- _GIVEN TASK_:
Put the entries below into a Markdown table with the columns Row and Line. Number each row and leave out blank lines.

☆ ☆ ☆ ☆ ☆ ☆ ☆

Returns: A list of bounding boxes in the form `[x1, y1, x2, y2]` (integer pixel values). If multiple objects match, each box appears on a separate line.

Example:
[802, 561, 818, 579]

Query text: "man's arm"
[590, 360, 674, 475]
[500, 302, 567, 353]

☆ ☆ ☆ ☆ ☆ ☆ ☆

- _TASK OUTPUT_:
| Row | Line |
|---|---|
| 1 | Returns: A list of bounding boxes in the form `[x1, y1, x2, y2]` (integer pixel values). If multiple objects match, each box appears on a separate line. |
| 2 | Example: |
| 3 | [802, 561, 818, 579] |
| 4 | Query text: "man's arm" |
| 5 | [590, 360, 674, 475] |
| 6 | [500, 302, 567, 353] |